• [Goal]: Copy down every line of the material below, word for word.

• [Records shown]:
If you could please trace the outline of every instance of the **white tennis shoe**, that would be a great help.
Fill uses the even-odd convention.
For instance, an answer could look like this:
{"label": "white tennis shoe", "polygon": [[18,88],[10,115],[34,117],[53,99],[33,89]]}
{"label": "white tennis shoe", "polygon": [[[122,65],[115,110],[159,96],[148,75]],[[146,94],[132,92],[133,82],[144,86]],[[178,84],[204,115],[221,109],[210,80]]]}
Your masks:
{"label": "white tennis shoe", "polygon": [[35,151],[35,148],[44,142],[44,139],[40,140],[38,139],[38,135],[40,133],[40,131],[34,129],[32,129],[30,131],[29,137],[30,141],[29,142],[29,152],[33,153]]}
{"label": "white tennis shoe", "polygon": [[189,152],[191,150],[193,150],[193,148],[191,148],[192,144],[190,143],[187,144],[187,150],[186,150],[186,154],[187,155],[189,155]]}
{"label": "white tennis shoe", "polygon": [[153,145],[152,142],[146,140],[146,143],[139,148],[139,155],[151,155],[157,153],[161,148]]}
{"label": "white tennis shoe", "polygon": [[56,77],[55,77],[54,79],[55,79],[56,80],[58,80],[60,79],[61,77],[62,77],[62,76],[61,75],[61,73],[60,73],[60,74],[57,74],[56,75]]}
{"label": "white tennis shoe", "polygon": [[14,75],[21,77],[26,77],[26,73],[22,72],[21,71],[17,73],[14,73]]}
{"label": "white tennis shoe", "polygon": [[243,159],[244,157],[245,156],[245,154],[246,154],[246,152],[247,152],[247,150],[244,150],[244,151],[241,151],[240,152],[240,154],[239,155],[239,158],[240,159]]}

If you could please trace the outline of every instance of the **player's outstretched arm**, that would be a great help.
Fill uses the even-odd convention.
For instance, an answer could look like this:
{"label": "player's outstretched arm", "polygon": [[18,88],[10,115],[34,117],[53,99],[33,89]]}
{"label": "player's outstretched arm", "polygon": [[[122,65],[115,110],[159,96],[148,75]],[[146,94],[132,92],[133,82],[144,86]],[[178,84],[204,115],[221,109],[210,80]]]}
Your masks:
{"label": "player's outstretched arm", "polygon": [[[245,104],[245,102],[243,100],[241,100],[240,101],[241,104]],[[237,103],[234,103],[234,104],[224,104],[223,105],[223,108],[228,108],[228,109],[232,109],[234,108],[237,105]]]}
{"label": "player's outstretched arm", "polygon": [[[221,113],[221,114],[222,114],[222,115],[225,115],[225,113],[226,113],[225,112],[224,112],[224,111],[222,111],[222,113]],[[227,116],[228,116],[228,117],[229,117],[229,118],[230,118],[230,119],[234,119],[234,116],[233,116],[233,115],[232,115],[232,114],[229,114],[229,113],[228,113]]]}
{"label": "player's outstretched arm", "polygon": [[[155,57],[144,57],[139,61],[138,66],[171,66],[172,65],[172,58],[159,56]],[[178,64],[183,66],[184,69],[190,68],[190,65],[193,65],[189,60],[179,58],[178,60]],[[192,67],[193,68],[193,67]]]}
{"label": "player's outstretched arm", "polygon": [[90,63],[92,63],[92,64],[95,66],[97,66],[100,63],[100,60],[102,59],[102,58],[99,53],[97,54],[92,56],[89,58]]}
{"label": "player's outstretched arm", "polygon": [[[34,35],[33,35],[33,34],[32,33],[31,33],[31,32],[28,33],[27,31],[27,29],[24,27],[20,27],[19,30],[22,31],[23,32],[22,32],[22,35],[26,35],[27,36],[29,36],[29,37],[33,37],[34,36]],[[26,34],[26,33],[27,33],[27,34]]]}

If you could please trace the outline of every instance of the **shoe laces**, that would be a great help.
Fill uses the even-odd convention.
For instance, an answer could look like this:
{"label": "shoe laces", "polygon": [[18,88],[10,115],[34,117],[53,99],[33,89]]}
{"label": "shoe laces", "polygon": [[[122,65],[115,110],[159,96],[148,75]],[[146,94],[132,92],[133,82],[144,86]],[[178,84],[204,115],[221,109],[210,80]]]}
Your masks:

• [Completed task]:
If you could please trace the outline of every instance of the **white tennis shoe**, that would be a great help.
Fill uses the even-odd convention.
For instance, an answer could look like this:
{"label": "white tennis shoe", "polygon": [[18,88],[10,115],[34,117],[53,99],[33,89]]}
{"label": "white tennis shoe", "polygon": [[[122,65],[115,110],[159,96],[148,75]],[[146,94],[132,92],[133,82],[144,86]],[[178,84],[204,115],[221,109],[210,80]]]}
Your masks:
{"label": "white tennis shoe", "polygon": [[35,151],[35,148],[44,142],[44,139],[40,140],[38,139],[38,135],[40,133],[40,131],[34,129],[32,129],[30,131],[29,137],[30,141],[29,142],[29,152],[33,153]]}
{"label": "white tennis shoe", "polygon": [[189,152],[191,150],[193,150],[193,148],[191,148],[192,144],[190,143],[187,144],[187,150],[186,150],[186,154],[187,155],[189,155]]}
{"label": "white tennis shoe", "polygon": [[153,145],[152,142],[146,140],[146,143],[139,148],[139,155],[151,155],[157,153],[161,148]]}
{"label": "white tennis shoe", "polygon": [[56,77],[55,77],[54,79],[55,79],[56,80],[58,80],[60,79],[61,77],[62,77],[62,76],[61,75],[61,73],[60,73],[60,74],[57,74],[56,75]]}
{"label": "white tennis shoe", "polygon": [[14,75],[21,77],[26,77],[26,73],[22,72],[21,71],[17,73],[14,73]]}
{"label": "white tennis shoe", "polygon": [[243,159],[244,157],[245,156],[245,154],[246,154],[246,152],[247,152],[247,150],[244,150],[244,151],[241,151],[240,152],[240,154],[239,155],[239,158],[240,159]]}

If you could please trace the outline of every instance of the **player's outstretched arm**, that would be a great help.
Fill uses the even-odd convention.
For instance, an answer could look like this:
{"label": "player's outstretched arm", "polygon": [[18,88],[10,115],[34,117],[53,99],[33,89]]}
{"label": "player's outstretched arm", "polygon": [[[122,65],[115,110],[159,96],[148,75]],[[146,94],[132,92],[133,82],[144,86]],[[178,84],[204,115],[221,109],[210,80]]]}
Your masks:
{"label": "player's outstretched arm", "polygon": [[[245,104],[245,102],[243,100],[241,100],[240,101],[241,104]],[[237,103],[234,103],[234,104],[224,104],[223,105],[223,108],[228,108],[228,109],[232,109],[234,108],[237,105]]]}
{"label": "player's outstretched arm", "polygon": [[[221,113],[221,114],[222,114],[222,115],[225,115],[225,113],[226,113],[225,112],[224,112],[224,111],[222,111],[222,113]],[[227,116],[228,116],[228,117],[229,117],[229,118],[230,118],[230,119],[234,119],[234,116],[233,116],[233,115],[232,115],[232,114],[229,114],[229,113],[228,113]]]}
{"label": "player's outstretched arm", "polygon": [[[155,57],[144,57],[139,61],[138,66],[171,66],[172,65],[172,58],[159,56]],[[178,64],[183,66],[184,69],[190,68],[190,65],[193,65],[189,60],[179,58],[178,60]],[[192,67],[193,68],[193,67]]]}
{"label": "player's outstretched arm", "polygon": [[90,63],[92,63],[92,64],[95,66],[97,66],[100,63],[100,60],[102,59],[102,58],[99,53],[97,54],[92,56],[89,58]]}
{"label": "player's outstretched arm", "polygon": [[[34,35],[33,35],[33,34],[32,33],[31,33],[31,32],[28,33],[27,31],[27,29],[24,27],[20,27],[19,30],[22,31],[23,32],[22,32],[22,35],[26,35],[27,36],[29,36],[29,37],[33,37],[34,36]],[[26,34],[26,33],[27,33],[27,34]]]}

If you could please trace the outline of every instance of the **shoe laces**, that would be a great help.
Fill uses the even-odd convention.
For instance, an answer could look like this:
{"label": "shoe laces", "polygon": [[18,88],[10,115],[34,117],[53,99],[33,89]]}
{"label": "shoe laces", "polygon": [[[122,65],[115,110],[159,96],[148,75]],[[146,94],[132,92],[133,82],[144,86]],[[178,84],[204,115],[221,109],[210,80]]]}
Your masks:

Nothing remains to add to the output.